COMPLETE THE FOLLOWING:
1. Rewrite the rain photoshoot guide, everything from "What to Wear for a Rain Photoshoot: Parent’s" down to "frames worth framing.", with "wardrobe" changed to "outfit".
2. Decide whether each statement agrees with the rain photoshoot guide. Answer yes or no and quote the words from the guide that decide it.
(a) Busy patterns look muddy under droplets and rim light.
(b) The Rain Rig is an indoor setup.
(c) Loose cotton tees hold their shape when they get wet.
3. Answer these questions from the rain photoshoot guide:
(a) In what town is the Rain Rig?
(b) Which jewel tones does the guide name?
(c) Which stretch materials does the guide list?

TEXT PROVIDED:
* * * * * * * * *

What to Wear for a Rain Photoshoot: Parent’s Guide
Your dancer or athlete is booked, and now the real question lands: what to wear for a rain photoshoot that looks like fine art instead of a wet afternoon. Take a breath, because this is the easy part.
Water and backlight do the heavy lifting at Rob Faber Photography’s outdoor Rain Rig in Suffield, so your only real assignment is the wardrobe. This parent’s guide covers colors, fabrics, hair, makeup, footwear, and the bag you pack, so you arrive ready and leave with frames worth framing.
What to Wear for a Rain Photoshoot: Colors and Fabrics That Read in Water
Start with color, because color is what the camera sees first. Solid, saturated tones read beautifully once they are wet, while busy patterns turn muddy under droplets and rim light. Jewel tones work especially well. Think deep teal, royal blue, emerald, burgundy, and classic black, all of which hold their edge when water darkens the fabric. Bright white can blow out under the backlight, so treat it with caution and pair it with a bolder piece if you love the look.
Fabric matters just as much as color. Stretch materials such as spandex, Lycra, and fitted athletic knits cling and keep their shape, which means the pose stays clean even when soaked. Meanwhile, anything heavy that sags works against you, and loose cotton tees go shapeless the moment they take on water. When you plan what to wear for a rain photoshoot, picture the outfit wet rather than dry, and choose the piece that still shows a strong line.

* * * * * * * * *

DATA SHOWN:
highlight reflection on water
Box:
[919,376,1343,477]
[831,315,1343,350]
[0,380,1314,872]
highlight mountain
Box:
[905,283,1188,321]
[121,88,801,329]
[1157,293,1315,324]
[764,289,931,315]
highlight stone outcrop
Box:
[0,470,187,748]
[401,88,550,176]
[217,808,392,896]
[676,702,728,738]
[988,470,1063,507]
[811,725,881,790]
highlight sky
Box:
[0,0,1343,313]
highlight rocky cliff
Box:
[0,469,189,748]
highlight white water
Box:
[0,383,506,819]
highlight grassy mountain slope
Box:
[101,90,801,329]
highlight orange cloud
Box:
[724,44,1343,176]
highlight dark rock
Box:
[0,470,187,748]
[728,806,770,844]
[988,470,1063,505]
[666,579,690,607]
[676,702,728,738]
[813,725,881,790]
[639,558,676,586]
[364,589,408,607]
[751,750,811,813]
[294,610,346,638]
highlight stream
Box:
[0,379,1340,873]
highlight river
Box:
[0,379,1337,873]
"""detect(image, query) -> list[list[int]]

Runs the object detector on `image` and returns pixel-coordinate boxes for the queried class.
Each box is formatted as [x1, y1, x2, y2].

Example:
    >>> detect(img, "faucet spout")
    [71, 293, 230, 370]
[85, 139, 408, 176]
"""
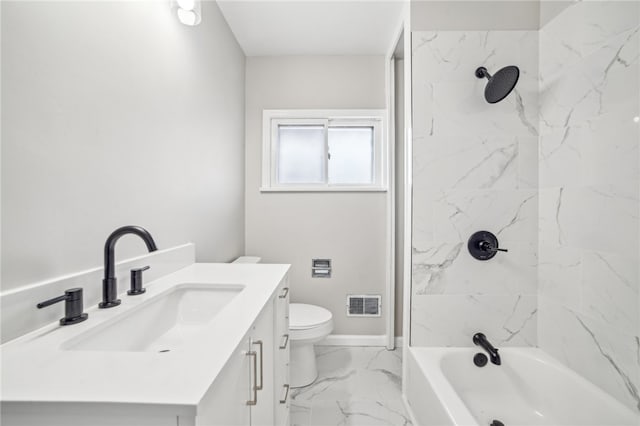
[98, 226, 158, 309]
[473, 333, 502, 365]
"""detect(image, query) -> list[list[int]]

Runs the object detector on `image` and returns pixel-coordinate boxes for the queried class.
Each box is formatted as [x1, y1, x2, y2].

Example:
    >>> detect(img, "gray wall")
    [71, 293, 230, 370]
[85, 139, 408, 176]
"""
[2, 1, 245, 290]
[394, 56, 406, 336]
[245, 56, 386, 334]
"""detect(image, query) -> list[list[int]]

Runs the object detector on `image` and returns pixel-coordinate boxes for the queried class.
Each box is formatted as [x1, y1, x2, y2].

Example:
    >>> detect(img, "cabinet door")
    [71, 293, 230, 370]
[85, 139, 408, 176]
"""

* * * * * * * * *

RESPONSES:
1.
What to Wear for a Rain Photoshoot: Parent’s Guide
Your dancer or athlete is booked, and now the real question lands: what to wear for a rain photoshoot that looks like fine art instead of a wet afternoon. Take a breath, because this is the easy part.
Water and backlight do the heavy lifting at Rob Faber Photography’s outdoor Rain Rig in Suffield, so your only real assignment is the outfit. This parent’s guide covers colors, fabrics, hair, makeup, footwear, and the bag you pack, so you arrive ready and leave with frames worth framing.

2.
(a) Yes: "busy patterns turn muddy under droplets and rim light"
(b) No: "outdoor Rain Rig in Suffield"
(c) No: "loose cotton tees go shapeless the moment they take on water"

3.
(a) Suffield
(b) Deep teal, royal blue, emerald, burgundy, and classic black
(c) Spandex, Lycra, and fitted athletic knits